Document
+++

# Advice needed - trying to change my hoods - Madone



## locomoto (Aug 28, 2009)

I just changed my left hood and found it to be a small pain as I had to undo my front brake cable and take the hood off through that. Now for the right hood. I'm finding this to be a real pain. Do I really have to take the entire rear brake cable out of the routing through the frame or is there a more simple way? I'm a bit dumbfounded how difficult this seemingly easy task is. You'd think you could take the piece off in the actual brake lever component that connects to the end of the cable, but I can't see how you can take that off? This seems way more difficult than it should be. Any advice would be greatly appreciated!


----------



## zac (Aug 5, 2005)

Maybe you could tell us what shifter/brake levers you have, that would certainly help.


----------



## locomoto (Aug 28, 2009)

zac said:


> Maybe you could tell us what shifter/brake levers you have, that would certainly help.


I have shimano ultegra. Its a 2009 trek madone 5.2 with stock components.


----------



## zac (Aug 5, 2005)

I am assuming that you have Ultegra 6700 with the hidden cables.

Yes they are a ***** to change out. 

I strongly advise against trying to disassemble the lever. Not only is it not user serviceable, it is not even shop serviceable. There are scores of tiny parts in that thing.

I am also assuming that you are probably putting on Hudz or something.

+++

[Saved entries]

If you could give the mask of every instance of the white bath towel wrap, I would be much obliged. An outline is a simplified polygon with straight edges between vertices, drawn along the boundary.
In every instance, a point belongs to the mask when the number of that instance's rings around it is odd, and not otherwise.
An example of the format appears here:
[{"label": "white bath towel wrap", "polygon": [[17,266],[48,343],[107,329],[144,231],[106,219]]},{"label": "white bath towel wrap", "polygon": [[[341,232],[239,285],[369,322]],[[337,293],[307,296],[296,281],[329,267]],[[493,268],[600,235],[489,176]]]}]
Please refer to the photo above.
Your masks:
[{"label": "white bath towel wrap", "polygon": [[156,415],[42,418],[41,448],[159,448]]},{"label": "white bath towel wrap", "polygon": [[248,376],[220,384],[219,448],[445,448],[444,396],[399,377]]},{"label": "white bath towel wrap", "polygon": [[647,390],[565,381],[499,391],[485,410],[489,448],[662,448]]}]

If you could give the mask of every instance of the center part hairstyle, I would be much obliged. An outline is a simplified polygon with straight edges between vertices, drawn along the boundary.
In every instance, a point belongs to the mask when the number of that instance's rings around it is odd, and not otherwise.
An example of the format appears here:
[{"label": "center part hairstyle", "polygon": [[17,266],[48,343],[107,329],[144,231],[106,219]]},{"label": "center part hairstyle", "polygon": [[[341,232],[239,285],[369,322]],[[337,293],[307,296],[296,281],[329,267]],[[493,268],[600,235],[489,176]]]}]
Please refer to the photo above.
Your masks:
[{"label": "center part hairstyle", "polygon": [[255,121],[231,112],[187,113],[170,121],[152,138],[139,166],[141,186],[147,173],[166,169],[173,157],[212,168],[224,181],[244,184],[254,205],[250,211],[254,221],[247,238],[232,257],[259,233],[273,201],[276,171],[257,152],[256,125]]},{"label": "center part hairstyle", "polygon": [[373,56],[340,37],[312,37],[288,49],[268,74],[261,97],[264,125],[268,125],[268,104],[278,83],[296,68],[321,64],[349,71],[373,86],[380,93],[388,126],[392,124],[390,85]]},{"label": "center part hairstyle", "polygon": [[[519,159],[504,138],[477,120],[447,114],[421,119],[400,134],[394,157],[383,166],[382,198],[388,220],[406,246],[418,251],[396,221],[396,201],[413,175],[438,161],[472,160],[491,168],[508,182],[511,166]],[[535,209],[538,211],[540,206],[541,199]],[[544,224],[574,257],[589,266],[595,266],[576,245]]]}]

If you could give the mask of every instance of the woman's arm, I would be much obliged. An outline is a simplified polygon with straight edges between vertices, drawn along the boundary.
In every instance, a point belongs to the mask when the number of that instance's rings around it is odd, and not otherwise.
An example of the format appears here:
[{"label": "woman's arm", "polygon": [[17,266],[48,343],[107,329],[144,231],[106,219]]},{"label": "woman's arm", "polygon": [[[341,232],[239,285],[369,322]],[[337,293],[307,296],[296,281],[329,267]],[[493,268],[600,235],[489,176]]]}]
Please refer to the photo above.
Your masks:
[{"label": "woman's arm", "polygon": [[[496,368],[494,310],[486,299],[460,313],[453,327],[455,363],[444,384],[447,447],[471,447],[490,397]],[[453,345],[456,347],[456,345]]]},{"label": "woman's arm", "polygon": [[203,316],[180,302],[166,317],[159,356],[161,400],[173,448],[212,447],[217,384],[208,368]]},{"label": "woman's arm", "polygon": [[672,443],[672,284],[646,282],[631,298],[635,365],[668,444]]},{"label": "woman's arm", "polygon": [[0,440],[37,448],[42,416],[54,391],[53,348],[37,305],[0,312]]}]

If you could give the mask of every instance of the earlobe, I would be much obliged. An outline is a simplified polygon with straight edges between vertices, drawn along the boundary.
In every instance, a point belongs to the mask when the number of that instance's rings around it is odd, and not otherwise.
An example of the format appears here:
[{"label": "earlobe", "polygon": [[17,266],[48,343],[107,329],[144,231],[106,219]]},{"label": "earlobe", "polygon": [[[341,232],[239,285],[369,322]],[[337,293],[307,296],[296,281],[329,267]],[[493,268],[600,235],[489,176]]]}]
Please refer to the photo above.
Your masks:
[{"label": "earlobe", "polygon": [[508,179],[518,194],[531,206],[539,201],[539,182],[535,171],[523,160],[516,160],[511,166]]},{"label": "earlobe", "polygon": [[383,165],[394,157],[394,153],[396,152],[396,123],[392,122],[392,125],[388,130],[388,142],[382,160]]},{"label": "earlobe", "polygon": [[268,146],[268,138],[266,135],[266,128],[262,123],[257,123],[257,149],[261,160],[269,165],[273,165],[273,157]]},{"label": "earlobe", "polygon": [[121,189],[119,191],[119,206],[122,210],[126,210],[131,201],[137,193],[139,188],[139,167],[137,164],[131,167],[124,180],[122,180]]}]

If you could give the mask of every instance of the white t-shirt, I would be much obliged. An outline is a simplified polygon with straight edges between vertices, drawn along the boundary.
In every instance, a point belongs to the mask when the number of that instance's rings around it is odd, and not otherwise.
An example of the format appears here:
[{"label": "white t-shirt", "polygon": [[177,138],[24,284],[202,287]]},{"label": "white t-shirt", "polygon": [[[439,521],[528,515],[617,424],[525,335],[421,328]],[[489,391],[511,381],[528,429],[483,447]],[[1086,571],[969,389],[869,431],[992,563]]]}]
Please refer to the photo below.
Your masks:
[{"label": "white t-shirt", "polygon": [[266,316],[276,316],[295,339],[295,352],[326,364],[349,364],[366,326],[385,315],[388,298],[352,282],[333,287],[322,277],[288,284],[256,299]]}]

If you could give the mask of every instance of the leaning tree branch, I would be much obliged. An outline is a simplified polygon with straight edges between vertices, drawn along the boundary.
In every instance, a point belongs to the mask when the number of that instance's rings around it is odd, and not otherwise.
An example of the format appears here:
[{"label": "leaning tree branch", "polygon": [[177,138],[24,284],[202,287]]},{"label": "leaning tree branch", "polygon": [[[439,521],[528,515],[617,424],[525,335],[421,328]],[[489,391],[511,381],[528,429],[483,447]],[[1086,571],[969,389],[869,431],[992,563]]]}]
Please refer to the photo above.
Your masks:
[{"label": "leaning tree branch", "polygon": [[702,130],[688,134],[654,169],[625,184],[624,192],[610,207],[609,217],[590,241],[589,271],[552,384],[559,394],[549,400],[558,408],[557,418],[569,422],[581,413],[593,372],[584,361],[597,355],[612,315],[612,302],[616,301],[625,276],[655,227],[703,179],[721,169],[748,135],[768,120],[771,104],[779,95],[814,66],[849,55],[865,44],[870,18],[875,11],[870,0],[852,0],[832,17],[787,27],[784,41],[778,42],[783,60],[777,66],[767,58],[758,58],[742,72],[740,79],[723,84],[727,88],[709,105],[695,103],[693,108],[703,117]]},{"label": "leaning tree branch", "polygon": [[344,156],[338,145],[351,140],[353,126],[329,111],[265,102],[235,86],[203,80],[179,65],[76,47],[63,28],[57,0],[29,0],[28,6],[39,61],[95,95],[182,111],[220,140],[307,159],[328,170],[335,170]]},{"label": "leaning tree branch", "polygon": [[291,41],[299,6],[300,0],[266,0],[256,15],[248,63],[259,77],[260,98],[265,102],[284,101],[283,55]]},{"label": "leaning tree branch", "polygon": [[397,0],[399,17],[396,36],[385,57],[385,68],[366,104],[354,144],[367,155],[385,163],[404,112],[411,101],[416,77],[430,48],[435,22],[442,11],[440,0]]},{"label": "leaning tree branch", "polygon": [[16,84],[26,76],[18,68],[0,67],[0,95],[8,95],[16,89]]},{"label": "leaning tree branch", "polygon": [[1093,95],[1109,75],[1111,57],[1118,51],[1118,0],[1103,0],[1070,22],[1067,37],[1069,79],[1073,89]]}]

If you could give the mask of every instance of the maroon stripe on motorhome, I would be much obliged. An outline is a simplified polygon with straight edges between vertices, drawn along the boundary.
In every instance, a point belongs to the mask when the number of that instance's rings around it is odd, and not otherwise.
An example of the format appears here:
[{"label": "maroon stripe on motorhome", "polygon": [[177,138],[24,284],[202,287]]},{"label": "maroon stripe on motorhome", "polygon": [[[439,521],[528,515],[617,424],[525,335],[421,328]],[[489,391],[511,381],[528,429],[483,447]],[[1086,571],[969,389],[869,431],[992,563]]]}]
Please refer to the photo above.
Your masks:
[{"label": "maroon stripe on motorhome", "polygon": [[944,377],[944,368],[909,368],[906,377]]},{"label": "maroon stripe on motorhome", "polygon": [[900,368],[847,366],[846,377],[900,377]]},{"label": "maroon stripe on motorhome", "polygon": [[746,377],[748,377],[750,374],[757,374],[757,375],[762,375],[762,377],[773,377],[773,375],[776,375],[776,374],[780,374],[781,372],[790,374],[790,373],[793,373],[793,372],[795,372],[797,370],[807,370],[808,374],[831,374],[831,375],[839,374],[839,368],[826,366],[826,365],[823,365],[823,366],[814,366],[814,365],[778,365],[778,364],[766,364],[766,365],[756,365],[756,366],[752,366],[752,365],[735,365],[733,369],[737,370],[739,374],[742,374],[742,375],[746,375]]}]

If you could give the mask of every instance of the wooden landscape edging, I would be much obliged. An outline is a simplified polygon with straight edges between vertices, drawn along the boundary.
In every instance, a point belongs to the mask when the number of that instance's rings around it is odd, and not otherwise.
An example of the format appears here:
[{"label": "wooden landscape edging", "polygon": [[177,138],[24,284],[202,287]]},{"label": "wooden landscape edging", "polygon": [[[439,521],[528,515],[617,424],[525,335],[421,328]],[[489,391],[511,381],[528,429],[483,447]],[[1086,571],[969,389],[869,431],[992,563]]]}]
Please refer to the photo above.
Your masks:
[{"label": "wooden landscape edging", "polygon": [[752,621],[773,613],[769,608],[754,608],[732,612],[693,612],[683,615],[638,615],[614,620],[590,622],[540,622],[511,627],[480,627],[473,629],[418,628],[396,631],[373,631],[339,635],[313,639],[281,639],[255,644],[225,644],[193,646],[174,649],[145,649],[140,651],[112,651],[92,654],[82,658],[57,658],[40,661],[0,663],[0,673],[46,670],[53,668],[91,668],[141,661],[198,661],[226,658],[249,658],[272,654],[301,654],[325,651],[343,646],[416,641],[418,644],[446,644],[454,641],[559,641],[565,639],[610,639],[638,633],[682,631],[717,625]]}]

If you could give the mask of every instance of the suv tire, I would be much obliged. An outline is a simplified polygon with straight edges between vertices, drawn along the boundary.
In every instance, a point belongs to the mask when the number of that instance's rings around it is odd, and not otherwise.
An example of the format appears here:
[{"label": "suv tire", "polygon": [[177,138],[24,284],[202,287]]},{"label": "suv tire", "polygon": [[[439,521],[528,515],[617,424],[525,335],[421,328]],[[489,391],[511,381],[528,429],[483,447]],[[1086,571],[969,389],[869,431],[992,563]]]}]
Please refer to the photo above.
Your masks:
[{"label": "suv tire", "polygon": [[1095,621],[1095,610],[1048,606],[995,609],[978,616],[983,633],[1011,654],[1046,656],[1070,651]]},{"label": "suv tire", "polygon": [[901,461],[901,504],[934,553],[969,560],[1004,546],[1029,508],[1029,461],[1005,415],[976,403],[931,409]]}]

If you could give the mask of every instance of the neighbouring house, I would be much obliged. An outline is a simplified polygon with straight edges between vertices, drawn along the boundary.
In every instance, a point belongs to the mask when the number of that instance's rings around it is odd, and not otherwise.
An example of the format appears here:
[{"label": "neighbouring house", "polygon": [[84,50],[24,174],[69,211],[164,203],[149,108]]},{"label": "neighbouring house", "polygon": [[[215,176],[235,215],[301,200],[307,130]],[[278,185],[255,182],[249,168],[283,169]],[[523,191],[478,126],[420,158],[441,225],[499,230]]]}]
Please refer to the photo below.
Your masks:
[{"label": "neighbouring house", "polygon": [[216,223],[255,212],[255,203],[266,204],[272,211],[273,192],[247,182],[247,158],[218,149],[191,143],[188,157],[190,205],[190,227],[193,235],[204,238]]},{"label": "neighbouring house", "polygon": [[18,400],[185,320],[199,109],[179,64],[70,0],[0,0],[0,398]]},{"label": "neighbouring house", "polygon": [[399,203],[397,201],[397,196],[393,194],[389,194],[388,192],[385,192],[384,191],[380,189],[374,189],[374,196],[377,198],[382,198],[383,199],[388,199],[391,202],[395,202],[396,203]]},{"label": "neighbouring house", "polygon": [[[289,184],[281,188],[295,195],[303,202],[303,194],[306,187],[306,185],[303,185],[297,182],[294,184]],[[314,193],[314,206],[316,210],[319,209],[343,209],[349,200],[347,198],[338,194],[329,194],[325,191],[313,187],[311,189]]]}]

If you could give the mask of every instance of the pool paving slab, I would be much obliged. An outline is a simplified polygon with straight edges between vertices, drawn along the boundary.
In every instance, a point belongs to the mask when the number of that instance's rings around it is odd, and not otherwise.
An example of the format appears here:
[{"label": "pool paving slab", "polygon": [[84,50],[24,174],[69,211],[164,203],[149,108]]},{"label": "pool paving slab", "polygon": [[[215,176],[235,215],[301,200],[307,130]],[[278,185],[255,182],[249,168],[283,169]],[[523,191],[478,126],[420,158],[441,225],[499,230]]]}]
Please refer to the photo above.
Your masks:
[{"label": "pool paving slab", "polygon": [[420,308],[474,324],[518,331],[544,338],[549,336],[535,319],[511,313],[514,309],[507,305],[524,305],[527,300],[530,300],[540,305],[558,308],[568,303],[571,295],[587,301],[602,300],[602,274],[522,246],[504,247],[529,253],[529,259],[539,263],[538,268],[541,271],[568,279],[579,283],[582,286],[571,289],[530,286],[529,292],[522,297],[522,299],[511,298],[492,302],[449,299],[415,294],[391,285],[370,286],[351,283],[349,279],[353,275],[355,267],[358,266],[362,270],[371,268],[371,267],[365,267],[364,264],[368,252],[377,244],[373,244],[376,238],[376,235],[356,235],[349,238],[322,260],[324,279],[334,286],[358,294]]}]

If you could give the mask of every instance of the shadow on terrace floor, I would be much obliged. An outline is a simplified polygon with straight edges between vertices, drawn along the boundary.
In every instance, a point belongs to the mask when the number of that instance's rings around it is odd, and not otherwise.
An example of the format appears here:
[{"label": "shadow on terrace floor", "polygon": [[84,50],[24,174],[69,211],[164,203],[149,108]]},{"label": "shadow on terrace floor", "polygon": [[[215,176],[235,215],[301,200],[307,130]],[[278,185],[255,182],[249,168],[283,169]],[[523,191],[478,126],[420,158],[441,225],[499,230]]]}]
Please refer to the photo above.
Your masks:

+++

Tasks to perform
- 1) Transcribe everything in the Madone hood-changing thread from "I have shimano" down to "to change out.".
- 2) In the Madone hood-changing thread, what bike does locomoto say he owns?
- 3) Write what comes next in the Madone hood-changing thread, starting after its last sentence.

Final answers
- 1)
I have shimano ultegra. Its a 2009 trek madone 5.2 with stock components.


----------



## zac (Aug 5, 2005)

I am assuming that you have Ultegra 6700 with the hidden cables.

Yes they are a ***** to change out.

- 2) A 2009 Trek Madone 5.2 with stock components.

- 3)
The easiest way to replace the hoods are to remove both brake and derailleur cables, then take the lever off the bars. Pull the hood over the front knob then back off the palm rest part of the lever. It is very difficult to pull them off over the knob and then down over the shifter paddle and brake lever. Heating it first will make the job easier. A couple minutes with a hair dryer on high heat may help. Also before installing the new hood, drop it in a pot of very hot water for a few minutes.

Before you attack the cables though, download the Shimano tech documents for the front and rear derailleurs, the brakes and the STI levers from their website. http://techdocs.shimano.com/techdocs/index.jsp While they are not difficult to set up, the tech sheets should be referred to in doing so.

As to feeding the rear brake cable through the top tube of your Madone. Remove the rear grommet on the frame. (The one on top left side near the seat mast.) Pretty sure you need a T-10 torx driver for that. But a 3/32 hex allen wrench works too. With the grommet gone it is very easy to feed the cable back through and fish it out of the hole.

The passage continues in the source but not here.